- [Extract to read]:
Retric 4 days ago

Assuming current trends are unchanged we’re still talking about having billions of humans for hundreds of years. On that kind of timescale we might see significant life extension, artificial wombs, and hard core genetic engineering.

Some countries like South Korea are going to face major challenges far sooner, but frankly having the most extreme examples collapse means the average stays higher.

1
AnthonyMouse 3 days ago

> Assuming current trends are unchanged we’re still talking about having billions of humans for hundreds of years. On that kind of timescale we might see significant life extension, artificial wombs, and hard core genetic engineering.

The absolute number of humans isn't the issue. It's that people expect to retire at 65, but are now living into their 80s and 90s. Retirees have to be supported by working people, i.e. younger people. If the ratio of younger people to older people gets out of kilter, there's huge problems. Life extension makes this worse rather than better.

- [Excerpted data]:
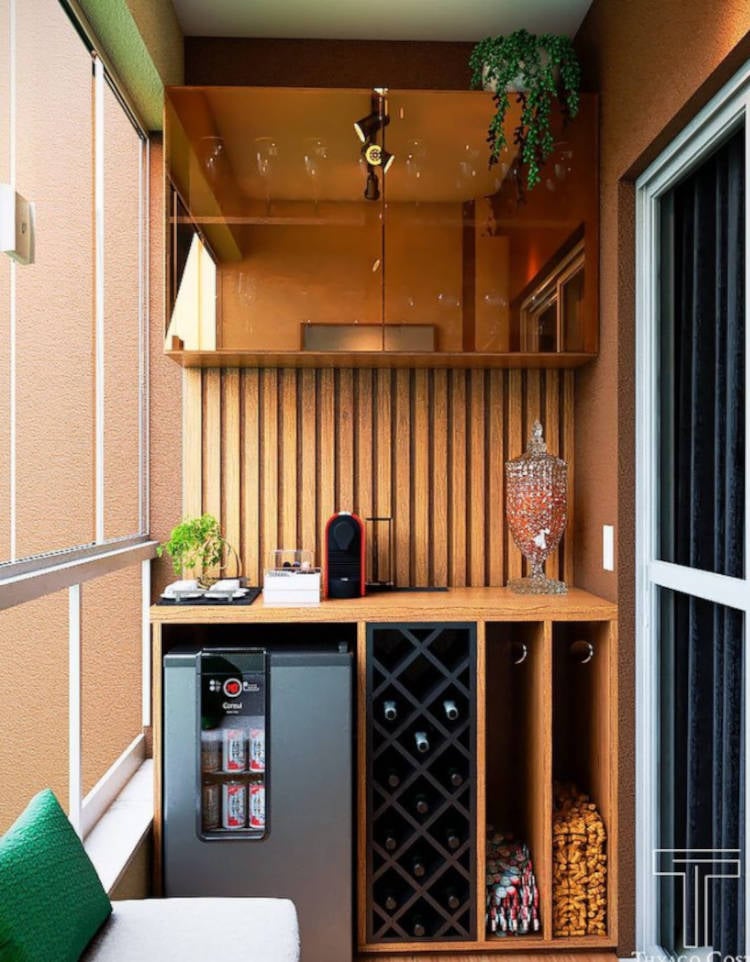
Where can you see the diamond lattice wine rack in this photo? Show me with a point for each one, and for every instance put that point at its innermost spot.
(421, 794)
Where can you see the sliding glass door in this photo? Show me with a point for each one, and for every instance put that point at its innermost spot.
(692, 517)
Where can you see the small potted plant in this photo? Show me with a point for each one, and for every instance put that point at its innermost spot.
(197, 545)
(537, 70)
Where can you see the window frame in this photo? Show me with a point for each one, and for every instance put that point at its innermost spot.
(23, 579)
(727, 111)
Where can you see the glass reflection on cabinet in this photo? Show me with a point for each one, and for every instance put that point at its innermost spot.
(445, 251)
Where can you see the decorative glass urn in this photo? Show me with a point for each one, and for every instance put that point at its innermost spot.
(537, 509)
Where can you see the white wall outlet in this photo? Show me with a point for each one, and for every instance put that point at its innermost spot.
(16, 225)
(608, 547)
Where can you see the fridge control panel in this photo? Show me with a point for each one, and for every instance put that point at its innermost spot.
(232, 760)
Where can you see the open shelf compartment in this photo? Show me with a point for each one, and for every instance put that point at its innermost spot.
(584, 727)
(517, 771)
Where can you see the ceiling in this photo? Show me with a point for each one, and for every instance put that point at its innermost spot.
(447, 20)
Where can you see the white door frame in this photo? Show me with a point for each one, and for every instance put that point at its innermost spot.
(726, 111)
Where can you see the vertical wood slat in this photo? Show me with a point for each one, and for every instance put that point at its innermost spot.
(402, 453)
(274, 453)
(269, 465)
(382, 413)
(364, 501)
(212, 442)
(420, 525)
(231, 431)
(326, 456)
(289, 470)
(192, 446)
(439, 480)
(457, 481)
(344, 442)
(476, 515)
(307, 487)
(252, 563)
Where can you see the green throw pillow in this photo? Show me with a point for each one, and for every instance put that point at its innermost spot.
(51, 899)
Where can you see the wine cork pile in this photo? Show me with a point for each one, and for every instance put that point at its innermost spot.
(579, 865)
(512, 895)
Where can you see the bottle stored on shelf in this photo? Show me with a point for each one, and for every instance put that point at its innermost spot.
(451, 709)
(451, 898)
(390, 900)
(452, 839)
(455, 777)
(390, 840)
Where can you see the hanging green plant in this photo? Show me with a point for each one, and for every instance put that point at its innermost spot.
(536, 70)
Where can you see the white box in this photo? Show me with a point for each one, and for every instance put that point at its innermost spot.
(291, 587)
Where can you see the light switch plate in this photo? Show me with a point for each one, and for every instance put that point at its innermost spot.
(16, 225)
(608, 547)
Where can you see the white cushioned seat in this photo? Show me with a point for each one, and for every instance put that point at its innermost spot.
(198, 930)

- [Using the information]:
1. In the population discussion, which country is named as one that will face major challenges far sooner?
2. Continue the population discussion from its last comment onward.

- [Your responses]:
1. South Korea

2.
Retric 3 days ago

The ratio of younger vs older people is also a function of biological aging which might look very different in 500 years. I don’t think we can reasonably expect to retire at 65 if healthy lifespan hits 200+.

If 150 year olds are as healthy as current 50 year olds they may very well be expected to work. And personally I’d happily extend how long people are expected to work in exchange for significantly longer lifespans.